━━━━━ DATA FOR ANALYSIS
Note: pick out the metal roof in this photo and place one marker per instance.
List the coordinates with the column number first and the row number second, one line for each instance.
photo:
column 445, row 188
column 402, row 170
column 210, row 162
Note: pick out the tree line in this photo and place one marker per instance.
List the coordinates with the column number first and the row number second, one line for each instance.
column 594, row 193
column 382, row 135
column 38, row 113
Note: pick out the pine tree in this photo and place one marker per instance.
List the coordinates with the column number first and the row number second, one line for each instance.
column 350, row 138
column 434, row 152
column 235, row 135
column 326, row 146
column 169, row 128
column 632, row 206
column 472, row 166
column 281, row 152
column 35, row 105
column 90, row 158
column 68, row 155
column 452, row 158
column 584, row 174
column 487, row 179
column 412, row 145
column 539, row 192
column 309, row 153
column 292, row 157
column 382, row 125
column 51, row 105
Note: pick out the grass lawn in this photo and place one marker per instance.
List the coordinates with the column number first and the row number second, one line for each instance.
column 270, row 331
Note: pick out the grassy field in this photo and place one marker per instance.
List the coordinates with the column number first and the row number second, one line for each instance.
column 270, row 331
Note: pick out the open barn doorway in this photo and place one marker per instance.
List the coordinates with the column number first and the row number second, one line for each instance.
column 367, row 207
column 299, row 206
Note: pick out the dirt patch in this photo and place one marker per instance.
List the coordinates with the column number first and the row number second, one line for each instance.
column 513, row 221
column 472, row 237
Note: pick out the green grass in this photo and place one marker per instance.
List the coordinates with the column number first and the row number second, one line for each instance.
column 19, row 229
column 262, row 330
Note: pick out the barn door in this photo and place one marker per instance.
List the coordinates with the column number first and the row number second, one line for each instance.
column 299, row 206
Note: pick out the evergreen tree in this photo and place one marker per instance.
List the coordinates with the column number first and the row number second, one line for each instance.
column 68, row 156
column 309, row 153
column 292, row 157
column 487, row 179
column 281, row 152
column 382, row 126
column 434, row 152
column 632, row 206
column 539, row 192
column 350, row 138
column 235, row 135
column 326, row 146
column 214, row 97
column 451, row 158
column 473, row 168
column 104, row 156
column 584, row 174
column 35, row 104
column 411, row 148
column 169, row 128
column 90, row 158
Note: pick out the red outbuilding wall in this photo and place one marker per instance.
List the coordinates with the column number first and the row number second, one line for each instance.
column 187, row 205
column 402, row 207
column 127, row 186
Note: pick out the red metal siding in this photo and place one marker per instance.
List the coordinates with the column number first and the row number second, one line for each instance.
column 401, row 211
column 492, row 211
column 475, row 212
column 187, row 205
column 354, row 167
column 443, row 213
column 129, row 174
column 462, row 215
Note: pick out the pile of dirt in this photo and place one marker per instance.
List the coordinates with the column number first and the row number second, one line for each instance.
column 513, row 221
━━━━━━━━━━
• YOUR OBJECTIVE: Going through the entries above, report how many lines include the string "metal". The number alone is the answer.

• EXERCISE RESULT: 2